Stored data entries
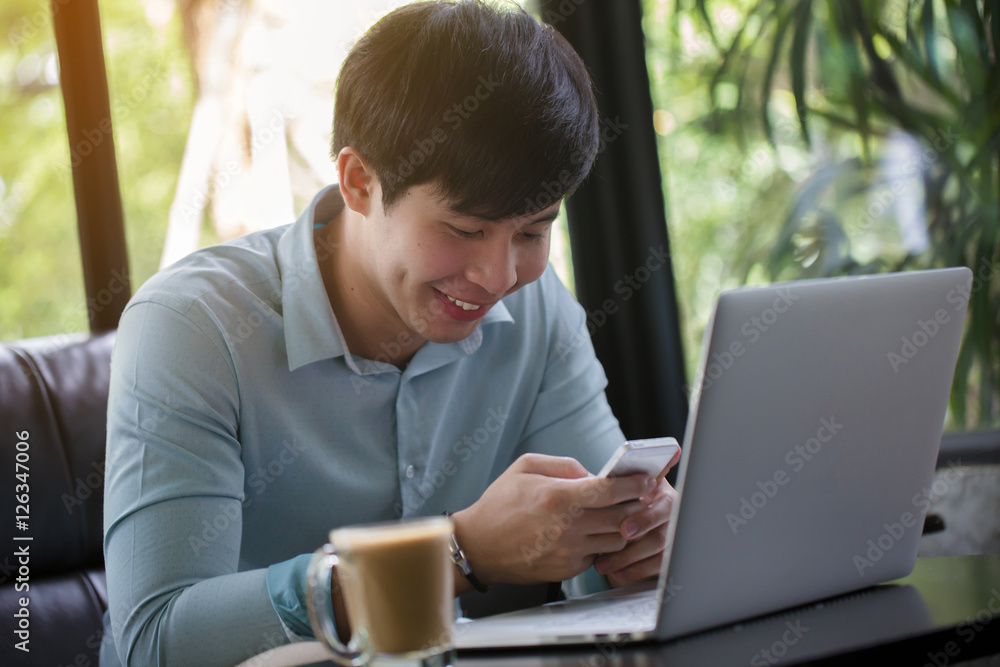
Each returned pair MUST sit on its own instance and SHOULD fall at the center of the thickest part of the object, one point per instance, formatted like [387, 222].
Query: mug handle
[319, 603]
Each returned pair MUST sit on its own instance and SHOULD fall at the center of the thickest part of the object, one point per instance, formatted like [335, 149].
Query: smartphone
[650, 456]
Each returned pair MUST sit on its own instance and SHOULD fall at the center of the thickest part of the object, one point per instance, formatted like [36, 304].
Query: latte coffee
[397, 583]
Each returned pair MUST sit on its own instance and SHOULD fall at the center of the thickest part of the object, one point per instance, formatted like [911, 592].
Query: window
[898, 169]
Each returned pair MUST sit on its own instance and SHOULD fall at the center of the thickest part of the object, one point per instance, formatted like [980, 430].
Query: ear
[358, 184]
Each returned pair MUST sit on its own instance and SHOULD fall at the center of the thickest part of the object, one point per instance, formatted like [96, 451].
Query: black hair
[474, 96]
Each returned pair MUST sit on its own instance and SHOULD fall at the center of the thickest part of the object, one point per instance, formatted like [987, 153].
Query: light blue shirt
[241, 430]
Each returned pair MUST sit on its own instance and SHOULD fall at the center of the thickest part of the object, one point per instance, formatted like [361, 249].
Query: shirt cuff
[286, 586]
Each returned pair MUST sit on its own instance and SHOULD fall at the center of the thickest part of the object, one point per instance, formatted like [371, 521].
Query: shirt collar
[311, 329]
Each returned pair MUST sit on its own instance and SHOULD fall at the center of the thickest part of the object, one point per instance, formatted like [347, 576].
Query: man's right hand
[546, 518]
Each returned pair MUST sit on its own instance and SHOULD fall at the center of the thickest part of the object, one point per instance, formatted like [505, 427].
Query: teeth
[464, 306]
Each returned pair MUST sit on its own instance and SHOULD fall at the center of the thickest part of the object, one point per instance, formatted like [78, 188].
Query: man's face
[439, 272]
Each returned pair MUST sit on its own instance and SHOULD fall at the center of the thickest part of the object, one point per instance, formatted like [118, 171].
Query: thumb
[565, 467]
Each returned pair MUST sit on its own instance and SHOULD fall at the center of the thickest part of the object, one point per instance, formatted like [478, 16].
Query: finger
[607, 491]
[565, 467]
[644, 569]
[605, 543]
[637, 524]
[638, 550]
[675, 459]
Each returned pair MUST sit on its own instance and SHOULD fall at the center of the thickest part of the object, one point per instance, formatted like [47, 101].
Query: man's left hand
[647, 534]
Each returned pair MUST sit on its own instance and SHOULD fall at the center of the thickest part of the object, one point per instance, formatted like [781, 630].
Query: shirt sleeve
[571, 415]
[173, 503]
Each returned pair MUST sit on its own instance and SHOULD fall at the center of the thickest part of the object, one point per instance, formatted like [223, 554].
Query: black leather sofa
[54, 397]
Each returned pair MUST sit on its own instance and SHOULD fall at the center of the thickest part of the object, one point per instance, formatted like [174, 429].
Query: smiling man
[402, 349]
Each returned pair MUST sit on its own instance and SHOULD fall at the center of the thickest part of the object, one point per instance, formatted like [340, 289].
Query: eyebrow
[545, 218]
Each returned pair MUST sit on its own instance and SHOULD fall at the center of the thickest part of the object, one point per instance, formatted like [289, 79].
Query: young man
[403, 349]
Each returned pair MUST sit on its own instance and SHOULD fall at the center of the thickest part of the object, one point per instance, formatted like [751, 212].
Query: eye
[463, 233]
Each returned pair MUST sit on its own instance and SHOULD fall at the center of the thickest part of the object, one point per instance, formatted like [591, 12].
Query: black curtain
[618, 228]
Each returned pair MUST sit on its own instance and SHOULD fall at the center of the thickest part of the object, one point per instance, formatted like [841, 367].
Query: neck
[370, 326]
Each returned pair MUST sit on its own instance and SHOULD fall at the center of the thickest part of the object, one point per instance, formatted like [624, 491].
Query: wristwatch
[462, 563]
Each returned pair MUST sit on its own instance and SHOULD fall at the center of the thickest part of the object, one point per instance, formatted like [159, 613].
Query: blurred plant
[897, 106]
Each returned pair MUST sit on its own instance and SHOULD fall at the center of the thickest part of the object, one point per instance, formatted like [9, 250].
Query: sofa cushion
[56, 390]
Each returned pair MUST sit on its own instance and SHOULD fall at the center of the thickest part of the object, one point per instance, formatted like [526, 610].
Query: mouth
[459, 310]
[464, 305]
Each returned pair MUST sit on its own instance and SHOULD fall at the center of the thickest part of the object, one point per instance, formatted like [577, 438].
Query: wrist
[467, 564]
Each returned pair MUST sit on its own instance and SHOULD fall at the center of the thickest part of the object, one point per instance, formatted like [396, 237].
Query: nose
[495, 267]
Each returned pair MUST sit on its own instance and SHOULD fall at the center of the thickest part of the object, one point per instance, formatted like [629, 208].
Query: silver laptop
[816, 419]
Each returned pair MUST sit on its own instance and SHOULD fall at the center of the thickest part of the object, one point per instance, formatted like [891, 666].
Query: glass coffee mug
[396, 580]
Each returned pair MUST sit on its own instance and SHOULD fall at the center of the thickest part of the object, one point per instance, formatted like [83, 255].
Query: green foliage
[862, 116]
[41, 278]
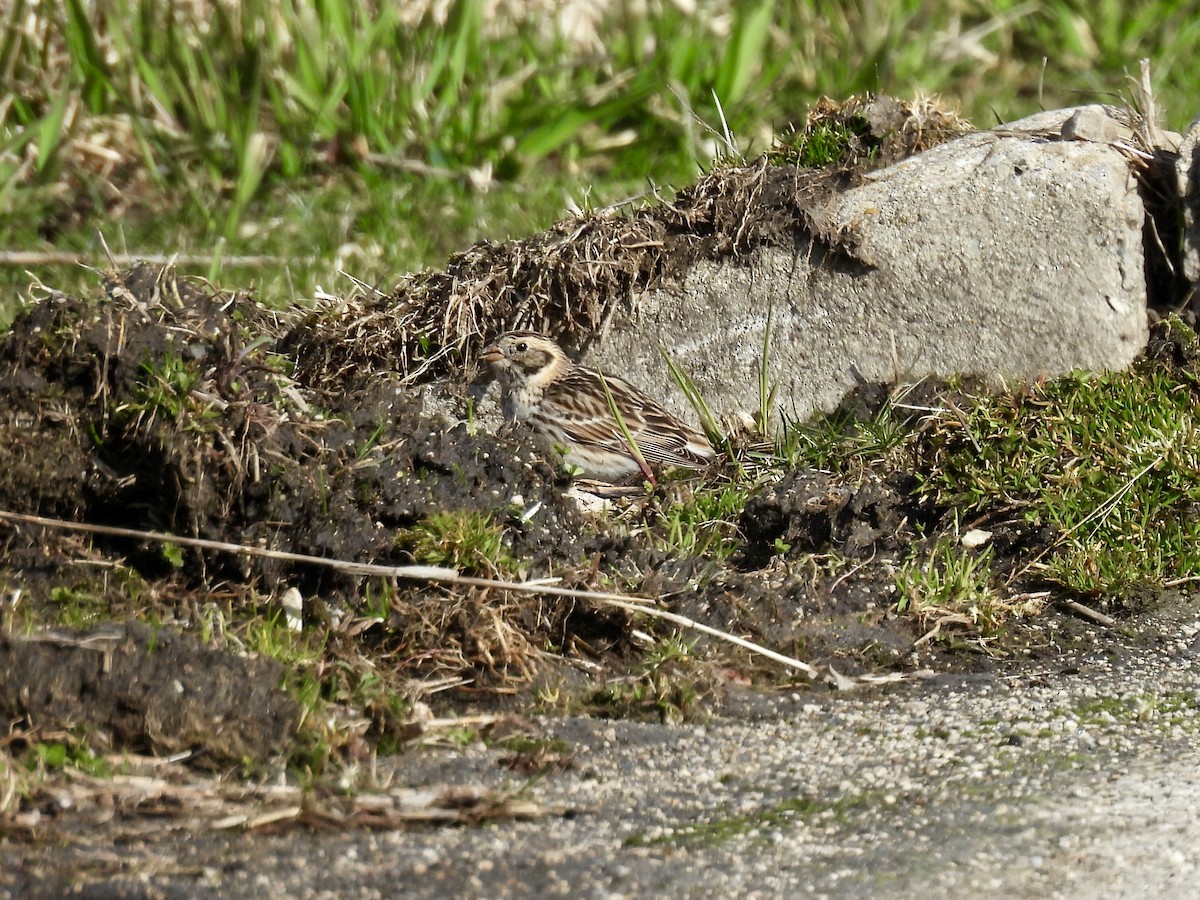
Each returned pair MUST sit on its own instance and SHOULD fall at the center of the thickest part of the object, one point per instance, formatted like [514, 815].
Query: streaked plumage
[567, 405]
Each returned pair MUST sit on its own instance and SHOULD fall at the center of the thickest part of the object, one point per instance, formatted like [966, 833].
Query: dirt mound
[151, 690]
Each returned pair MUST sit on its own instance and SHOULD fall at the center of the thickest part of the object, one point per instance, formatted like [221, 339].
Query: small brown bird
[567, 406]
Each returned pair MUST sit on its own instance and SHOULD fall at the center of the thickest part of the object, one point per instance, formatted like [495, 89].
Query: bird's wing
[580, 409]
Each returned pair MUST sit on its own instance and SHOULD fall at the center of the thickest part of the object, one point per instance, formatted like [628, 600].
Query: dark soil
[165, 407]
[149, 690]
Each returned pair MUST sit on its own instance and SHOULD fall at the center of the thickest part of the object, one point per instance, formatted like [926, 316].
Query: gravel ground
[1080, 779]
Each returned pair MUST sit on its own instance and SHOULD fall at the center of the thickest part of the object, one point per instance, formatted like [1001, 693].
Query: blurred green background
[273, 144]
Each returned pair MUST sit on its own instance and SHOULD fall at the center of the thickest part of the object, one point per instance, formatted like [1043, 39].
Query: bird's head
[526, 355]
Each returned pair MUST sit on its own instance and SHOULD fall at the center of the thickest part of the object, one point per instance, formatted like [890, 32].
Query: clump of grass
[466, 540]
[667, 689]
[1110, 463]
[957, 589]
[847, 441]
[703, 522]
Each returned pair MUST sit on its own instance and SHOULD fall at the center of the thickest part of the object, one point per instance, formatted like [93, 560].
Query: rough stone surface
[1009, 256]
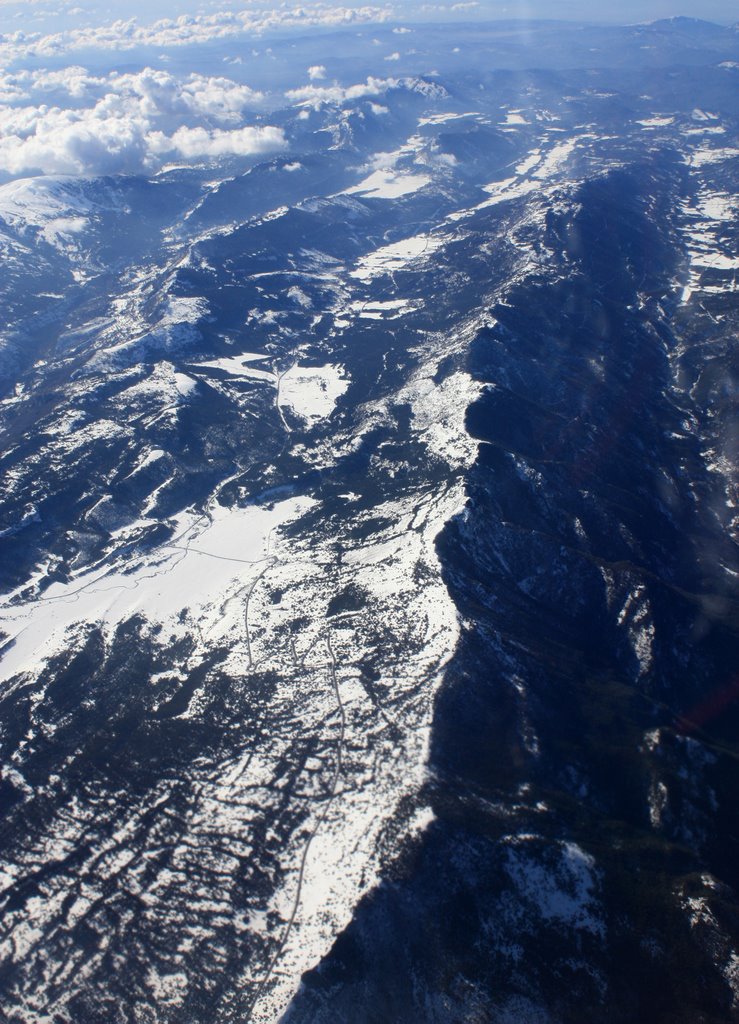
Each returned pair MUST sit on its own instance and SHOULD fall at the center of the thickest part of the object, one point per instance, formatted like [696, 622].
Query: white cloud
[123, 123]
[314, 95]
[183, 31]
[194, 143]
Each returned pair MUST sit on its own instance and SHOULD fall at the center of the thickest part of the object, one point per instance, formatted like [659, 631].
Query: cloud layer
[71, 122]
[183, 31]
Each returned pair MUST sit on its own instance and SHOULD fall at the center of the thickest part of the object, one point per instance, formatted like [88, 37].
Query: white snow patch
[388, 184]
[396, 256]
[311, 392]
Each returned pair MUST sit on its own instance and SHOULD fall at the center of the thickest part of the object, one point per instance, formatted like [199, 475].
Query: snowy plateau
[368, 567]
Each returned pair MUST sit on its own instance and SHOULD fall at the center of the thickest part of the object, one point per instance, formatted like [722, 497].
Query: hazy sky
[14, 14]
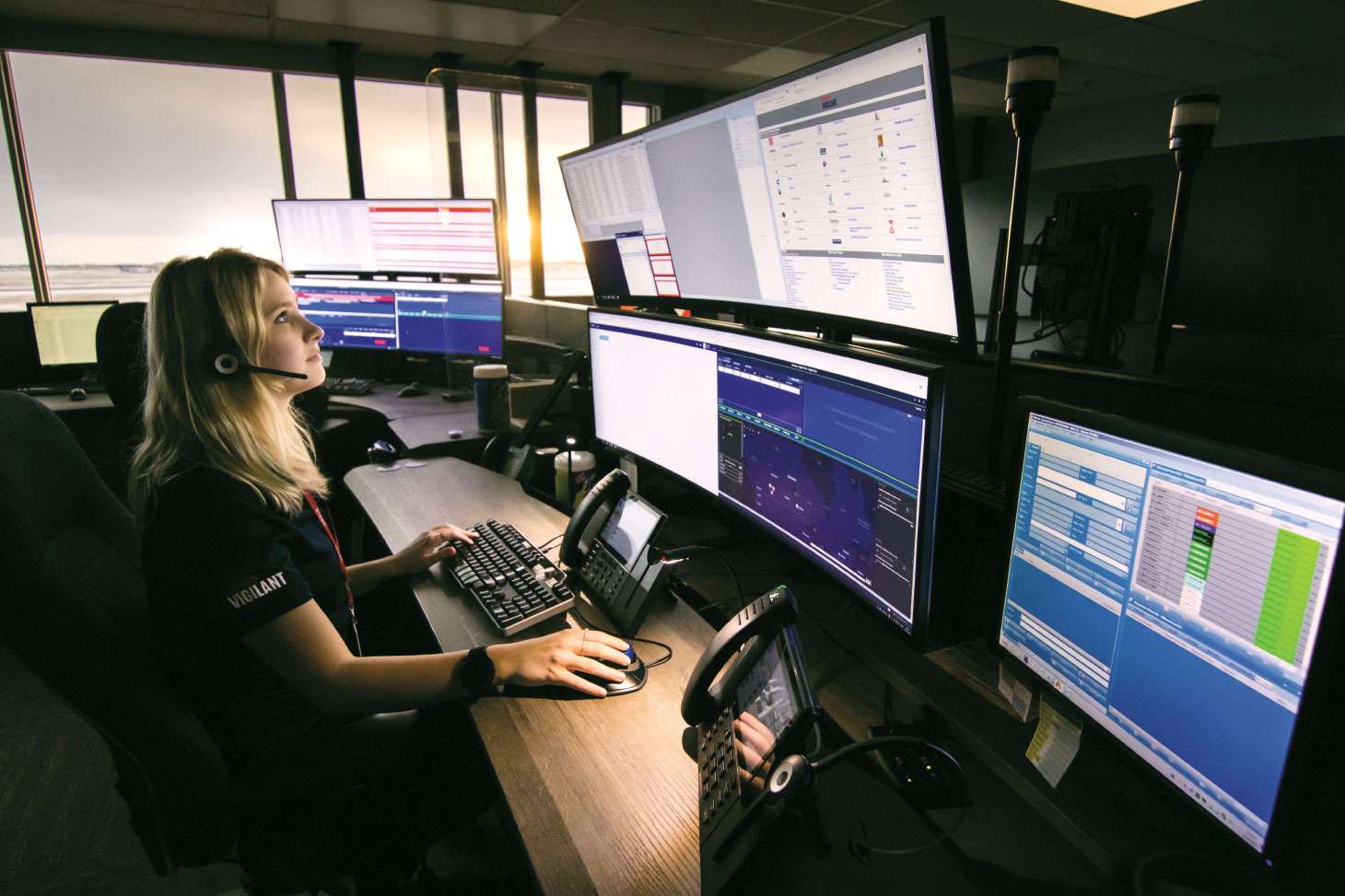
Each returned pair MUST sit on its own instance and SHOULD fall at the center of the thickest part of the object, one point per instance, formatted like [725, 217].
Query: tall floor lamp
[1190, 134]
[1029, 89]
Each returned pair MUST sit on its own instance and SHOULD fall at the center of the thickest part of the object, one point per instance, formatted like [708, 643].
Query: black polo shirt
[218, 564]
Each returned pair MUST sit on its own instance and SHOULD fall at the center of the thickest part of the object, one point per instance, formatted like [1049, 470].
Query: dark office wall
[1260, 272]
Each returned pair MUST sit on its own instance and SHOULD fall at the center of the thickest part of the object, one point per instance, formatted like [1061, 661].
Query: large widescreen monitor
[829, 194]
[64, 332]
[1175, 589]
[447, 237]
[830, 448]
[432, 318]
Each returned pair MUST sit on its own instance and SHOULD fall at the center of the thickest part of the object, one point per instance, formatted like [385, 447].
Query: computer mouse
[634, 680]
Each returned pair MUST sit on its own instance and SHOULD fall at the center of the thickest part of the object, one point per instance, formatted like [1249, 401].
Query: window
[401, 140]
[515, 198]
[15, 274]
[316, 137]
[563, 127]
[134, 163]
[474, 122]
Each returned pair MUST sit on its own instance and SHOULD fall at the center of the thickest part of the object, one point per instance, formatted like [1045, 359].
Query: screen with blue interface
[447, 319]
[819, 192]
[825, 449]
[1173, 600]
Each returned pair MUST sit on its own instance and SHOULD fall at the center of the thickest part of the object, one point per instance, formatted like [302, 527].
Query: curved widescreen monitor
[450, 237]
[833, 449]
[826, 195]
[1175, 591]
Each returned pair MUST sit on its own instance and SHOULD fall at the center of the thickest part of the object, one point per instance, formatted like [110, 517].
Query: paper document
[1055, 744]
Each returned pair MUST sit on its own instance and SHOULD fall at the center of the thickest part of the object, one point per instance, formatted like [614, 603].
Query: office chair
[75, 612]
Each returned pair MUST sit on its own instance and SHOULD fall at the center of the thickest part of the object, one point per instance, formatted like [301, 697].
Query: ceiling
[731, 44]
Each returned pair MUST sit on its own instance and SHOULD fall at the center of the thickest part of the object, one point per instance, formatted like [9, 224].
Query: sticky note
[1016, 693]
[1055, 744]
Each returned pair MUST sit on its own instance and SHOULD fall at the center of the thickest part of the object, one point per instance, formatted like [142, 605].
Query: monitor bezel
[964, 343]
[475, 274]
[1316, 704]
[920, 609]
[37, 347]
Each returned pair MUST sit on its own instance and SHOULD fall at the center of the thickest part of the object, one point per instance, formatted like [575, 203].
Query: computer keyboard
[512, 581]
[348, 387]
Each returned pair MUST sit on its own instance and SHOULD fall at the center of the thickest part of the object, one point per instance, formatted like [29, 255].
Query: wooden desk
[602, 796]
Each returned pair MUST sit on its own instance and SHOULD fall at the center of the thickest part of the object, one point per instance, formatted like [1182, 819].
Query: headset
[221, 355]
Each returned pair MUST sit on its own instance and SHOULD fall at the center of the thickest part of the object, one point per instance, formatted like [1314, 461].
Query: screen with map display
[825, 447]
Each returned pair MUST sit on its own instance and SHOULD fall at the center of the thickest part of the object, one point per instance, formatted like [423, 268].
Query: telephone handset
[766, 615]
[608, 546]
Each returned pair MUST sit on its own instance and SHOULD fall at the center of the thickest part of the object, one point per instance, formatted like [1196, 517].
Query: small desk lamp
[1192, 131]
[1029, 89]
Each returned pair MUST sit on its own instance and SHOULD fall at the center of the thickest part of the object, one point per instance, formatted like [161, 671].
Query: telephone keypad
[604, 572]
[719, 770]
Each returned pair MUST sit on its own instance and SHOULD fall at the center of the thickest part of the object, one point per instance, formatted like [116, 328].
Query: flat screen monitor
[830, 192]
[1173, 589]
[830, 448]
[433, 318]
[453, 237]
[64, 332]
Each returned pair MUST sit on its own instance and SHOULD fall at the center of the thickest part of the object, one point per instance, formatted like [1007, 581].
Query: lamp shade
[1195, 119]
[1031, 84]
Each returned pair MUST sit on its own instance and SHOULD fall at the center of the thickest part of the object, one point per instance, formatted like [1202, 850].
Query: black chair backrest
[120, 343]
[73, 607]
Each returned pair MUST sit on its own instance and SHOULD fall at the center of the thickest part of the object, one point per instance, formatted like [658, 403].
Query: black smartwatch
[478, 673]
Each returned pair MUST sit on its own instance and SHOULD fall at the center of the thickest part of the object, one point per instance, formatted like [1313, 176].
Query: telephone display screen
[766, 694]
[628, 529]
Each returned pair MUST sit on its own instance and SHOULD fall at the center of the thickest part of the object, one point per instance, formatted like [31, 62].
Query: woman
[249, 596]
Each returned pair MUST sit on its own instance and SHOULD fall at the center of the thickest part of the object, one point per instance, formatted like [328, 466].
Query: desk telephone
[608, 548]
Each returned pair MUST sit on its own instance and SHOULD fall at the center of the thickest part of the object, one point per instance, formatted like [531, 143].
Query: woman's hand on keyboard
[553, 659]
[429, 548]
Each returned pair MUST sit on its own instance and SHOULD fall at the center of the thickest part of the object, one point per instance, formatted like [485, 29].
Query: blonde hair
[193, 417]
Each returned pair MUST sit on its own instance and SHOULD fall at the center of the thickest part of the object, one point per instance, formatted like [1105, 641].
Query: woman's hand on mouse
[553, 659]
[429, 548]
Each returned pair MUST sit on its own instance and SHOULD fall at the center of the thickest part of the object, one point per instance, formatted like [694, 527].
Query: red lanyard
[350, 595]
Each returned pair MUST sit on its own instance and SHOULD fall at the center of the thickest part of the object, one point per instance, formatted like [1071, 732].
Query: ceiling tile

■ Given instruction ■
Arrange the data from the line containing "like [1061, 661]." through the line containing "[1173, 600]", both included, as a Markdown table. Use a Row column for the row number and a Line column for the line itself, and leave out any blank lines.

■ Result of the exercise ■
| Row | Line |
|---|---|
| 1 | Each returned pair MUST sit on its own instance and SHOULD fall at the center of the thickest part of the object, one point per instance, formatted like [1061, 661]. |
| 2 | Query: large widescreen monitor |
| 3 | [829, 194] |
| 4 | [64, 332] |
| 5 | [1175, 589] |
| 6 | [447, 237] |
| 7 | [830, 448] |
| 8 | [432, 318] |
| 9 | Each returned pair MUST sit on its own instance and SHOULD fall at the center of the thickest part of the object, one point per instance, formatted like [385, 447]. |
| 10 | Query: computer mouse |
| 11 | [634, 680] |
| 12 | Each returned pair MUST sit on its own instance and SHOULD fall at the center of the thickest part of the object, one point per instance, formatted like [1249, 401]. |
| 13 | Query: window |
| 14 | [401, 140] |
| 15 | [515, 198] |
| 16 | [15, 274] |
| 17 | [316, 137] |
| 18 | [563, 127] |
| 19 | [134, 163] |
| 20 | [474, 122] |
| 21 | Each returned pair MUST sit on its own instance and SHOULD fall at the center of the thickest part of the object, one point per instance, formatted like [1045, 359]. |
| 22 | Query: screen with blue interface |
| 23 | [447, 319] |
| 24 | [819, 192] |
| 25 | [825, 449] |
| 26 | [1173, 600] |